*PROVIDED RECORDS:*
※
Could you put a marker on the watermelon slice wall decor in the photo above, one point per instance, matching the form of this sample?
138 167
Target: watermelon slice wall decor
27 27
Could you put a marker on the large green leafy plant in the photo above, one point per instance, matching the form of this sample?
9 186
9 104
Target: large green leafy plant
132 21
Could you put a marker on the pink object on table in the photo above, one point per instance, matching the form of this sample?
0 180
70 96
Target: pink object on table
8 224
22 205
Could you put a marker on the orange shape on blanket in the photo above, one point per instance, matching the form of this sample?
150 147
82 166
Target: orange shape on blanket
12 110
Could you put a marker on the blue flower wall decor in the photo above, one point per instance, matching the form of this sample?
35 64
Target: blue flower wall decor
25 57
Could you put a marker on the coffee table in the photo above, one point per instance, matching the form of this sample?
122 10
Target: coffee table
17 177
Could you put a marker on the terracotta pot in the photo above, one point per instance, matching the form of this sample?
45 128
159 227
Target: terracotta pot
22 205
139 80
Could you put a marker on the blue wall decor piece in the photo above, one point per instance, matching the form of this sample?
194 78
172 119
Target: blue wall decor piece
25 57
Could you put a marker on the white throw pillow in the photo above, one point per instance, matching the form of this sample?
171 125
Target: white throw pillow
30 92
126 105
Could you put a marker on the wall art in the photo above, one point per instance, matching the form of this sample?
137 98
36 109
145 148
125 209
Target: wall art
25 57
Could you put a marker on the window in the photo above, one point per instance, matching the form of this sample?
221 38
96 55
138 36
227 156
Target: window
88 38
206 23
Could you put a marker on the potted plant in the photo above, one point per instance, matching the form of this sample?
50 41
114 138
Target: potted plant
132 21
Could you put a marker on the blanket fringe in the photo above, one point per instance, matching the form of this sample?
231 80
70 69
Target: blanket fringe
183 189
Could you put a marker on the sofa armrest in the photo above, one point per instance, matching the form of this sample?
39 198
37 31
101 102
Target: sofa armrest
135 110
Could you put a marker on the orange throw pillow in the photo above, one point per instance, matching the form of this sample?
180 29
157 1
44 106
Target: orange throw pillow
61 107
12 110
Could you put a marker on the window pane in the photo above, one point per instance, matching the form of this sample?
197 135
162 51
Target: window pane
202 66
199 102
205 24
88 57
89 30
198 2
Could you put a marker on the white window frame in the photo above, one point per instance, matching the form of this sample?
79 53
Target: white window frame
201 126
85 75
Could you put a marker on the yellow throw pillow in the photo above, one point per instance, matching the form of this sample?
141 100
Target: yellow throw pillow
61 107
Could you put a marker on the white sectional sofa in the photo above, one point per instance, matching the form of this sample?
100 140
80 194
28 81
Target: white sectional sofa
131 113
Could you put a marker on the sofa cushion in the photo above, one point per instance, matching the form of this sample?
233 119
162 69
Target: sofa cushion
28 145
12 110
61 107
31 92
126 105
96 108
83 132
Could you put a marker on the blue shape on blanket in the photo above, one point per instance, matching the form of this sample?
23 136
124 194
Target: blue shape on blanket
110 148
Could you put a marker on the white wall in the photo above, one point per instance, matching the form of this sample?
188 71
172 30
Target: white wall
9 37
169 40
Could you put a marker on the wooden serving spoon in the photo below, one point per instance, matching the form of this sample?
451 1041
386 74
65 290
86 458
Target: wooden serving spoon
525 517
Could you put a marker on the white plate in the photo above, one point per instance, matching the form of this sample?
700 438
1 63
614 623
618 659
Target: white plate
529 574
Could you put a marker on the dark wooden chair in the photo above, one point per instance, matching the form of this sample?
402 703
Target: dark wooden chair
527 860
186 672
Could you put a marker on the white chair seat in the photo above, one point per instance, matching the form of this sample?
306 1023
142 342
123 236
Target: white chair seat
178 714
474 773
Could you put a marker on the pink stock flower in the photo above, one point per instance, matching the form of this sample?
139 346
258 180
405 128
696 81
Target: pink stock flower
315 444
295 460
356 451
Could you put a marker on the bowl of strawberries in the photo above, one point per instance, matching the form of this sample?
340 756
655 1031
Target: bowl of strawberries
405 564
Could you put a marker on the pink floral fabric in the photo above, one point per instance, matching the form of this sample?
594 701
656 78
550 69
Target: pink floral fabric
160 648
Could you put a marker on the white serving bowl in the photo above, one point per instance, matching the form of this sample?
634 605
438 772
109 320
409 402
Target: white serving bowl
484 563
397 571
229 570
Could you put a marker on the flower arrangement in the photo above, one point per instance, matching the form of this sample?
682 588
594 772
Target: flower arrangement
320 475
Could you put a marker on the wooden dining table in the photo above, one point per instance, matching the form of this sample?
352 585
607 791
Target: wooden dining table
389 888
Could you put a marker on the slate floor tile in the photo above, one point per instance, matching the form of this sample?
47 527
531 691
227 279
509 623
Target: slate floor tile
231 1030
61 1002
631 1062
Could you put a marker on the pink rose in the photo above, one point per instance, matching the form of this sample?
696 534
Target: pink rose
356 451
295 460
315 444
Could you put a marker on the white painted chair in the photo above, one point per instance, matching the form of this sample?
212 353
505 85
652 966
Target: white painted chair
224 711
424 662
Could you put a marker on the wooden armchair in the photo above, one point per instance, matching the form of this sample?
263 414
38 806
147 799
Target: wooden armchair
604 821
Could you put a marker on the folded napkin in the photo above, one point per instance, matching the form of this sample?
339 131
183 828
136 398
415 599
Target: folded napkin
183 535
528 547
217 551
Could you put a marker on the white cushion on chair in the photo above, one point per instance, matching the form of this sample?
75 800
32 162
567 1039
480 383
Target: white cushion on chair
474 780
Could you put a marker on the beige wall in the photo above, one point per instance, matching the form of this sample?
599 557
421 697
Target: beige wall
※
*WORK INSTRUCTIONS:*
Take the lines from the one containing "Could you put a marker on the slate" to the last line of the material above and write them out exactly.

*EXERCISE RESULT:*
Could you put a marker on the slate floor tile in the photo above, one point per instance, matching the form of this sample?
47 527
531 691
227 279
509 623
Target: slate floor tile
231 1030
61 1002
631 1062
Could you put a marker on the pink rose in the photo above, one point per instance, matching the form of this sample?
696 534
Target: pink rose
356 451
295 460
315 444
Could you put a marker on the white painted chair in the photo above, one point per instance, matching the form of this sample?
212 353
505 85
652 966
Target: white painted chair
224 711
424 662
Could you put a marker on the wooden armchair in the photo above, one point per instance, matching the form of this sample?
263 414
38 806
147 799
Target: wooden armchair
604 821
Could you put a marker on the folded napkin in the photo above, one point per instance, matching the form of this sample?
339 131
183 828
136 398
415 599
Target: folded napkin
183 535
528 547
217 551
Could you put a marker on the white cushion on chair in the photo above, one point per instance, matching the form of this sample?
75 800
32 162
567 1039
480 383
Target: white cushion on chair
474 780
Could you put a marker on the beige wall in the photo above, one point per instance, matching the form of this sample?
599 557
421 697
Target: beige wall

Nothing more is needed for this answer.